▼
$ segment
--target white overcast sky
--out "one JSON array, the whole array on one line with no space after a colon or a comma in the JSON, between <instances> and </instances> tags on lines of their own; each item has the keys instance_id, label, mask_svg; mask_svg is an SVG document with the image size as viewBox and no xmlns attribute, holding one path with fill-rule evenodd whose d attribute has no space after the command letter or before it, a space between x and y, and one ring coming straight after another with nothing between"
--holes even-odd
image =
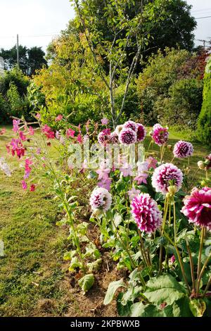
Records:
<instances>
[{"instance_id":1,"label":"white overcast sky","mask_svg":"<svg viewBox=\"0 0 211 331\"><path fill-rule=\"evenodd\" d=\"M124 0L122 0L124 1ZM196 18L211 16L211 0L187 0L193 5ZM65 28L74 16L69 0L0 0L0 48L8 49L15 44L28 47L41 46L45 51L53 36ZM211 17L197 20L197 39L211 38Z\"/></svg>"}]
</instances>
▲
• Do this:
Reproduce every one of the rows above word for word, and omit the picture from your reply.

• Written answer:
$ segment
--target white overcast sky
--out "one JSON array, the whole array on one line with no space after a colon or a comma in the JSON, between <instances> and </instances> tags on lines of their own; each item has the keys instance_id, label, mask_svg; mask_svg is an SVG document with the image size as viewBox and no xmlns attribute, holding one path with fill-rule evenodd whose d attribute has no space after the command letter or before it, a space between x and y, and one ring coming straight after another with nothing between"
--holes even-odd
image =
Records:
<instances>
[{"instance_id":1,"label":"white overcast sky","mask_svg":"<svg viewBox=\"0 0 211 331\"><path fill-rule=\"evenodd\" d=\"M124 0L122 0L124 1ZM196 18L211 16L211 0L187 0L193 5ZM65 28L74 16L69 0L0 0L0 48L8 49L15 44L28 47L41 46L45 51L53 36ZM211 17L197 20L197 39L211 38Z\"/></svg>"}]
</instances>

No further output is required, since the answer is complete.